** Begin AVAILABLE RECORDS **

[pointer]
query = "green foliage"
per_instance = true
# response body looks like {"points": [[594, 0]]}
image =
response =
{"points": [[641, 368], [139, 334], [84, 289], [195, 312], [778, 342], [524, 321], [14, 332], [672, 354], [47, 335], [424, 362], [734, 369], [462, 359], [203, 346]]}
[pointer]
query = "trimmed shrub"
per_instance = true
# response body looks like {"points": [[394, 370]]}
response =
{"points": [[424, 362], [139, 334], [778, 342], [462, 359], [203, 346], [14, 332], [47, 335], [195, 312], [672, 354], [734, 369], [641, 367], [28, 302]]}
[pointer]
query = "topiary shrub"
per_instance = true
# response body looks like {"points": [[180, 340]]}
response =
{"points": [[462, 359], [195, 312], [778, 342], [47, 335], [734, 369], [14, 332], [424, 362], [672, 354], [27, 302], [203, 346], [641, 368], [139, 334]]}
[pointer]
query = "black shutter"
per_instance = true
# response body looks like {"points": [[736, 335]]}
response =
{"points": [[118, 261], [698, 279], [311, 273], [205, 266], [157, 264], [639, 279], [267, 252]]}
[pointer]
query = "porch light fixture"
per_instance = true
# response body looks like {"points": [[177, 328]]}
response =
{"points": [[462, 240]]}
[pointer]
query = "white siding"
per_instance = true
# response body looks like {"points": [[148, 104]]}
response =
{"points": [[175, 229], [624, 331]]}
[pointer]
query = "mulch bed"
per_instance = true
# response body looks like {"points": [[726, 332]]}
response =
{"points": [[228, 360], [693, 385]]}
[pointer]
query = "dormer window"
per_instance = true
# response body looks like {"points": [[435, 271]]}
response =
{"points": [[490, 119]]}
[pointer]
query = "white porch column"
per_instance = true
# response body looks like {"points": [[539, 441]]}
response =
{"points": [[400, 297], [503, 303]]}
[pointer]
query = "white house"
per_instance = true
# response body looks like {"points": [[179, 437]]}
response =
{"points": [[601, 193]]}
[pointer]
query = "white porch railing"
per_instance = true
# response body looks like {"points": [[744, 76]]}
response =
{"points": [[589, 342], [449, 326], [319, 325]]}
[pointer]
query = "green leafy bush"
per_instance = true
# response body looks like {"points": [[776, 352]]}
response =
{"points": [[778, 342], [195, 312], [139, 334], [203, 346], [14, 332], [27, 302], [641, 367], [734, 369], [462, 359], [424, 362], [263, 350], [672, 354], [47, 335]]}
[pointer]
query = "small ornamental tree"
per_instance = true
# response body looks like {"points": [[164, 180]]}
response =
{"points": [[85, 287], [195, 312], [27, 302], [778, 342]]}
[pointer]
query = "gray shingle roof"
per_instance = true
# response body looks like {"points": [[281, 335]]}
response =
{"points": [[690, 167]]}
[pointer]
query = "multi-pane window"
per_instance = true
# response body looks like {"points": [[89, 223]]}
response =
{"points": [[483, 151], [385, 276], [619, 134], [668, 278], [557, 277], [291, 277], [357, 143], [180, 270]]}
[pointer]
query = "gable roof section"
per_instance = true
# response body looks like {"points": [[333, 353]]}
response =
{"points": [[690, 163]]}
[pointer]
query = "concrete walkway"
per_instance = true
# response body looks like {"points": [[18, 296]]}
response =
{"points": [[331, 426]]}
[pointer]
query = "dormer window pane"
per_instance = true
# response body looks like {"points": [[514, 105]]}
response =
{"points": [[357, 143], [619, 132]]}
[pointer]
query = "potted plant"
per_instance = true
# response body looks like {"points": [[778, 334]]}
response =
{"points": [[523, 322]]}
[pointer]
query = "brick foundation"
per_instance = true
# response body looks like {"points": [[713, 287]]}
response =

** End AVAILABLE RECORDS **

> **BRIEF**: How many lines of the data above contain the string "roof"? Treat case as significant and reply with the number alone.

> **ANSWER TO THE EXERCISE**: 2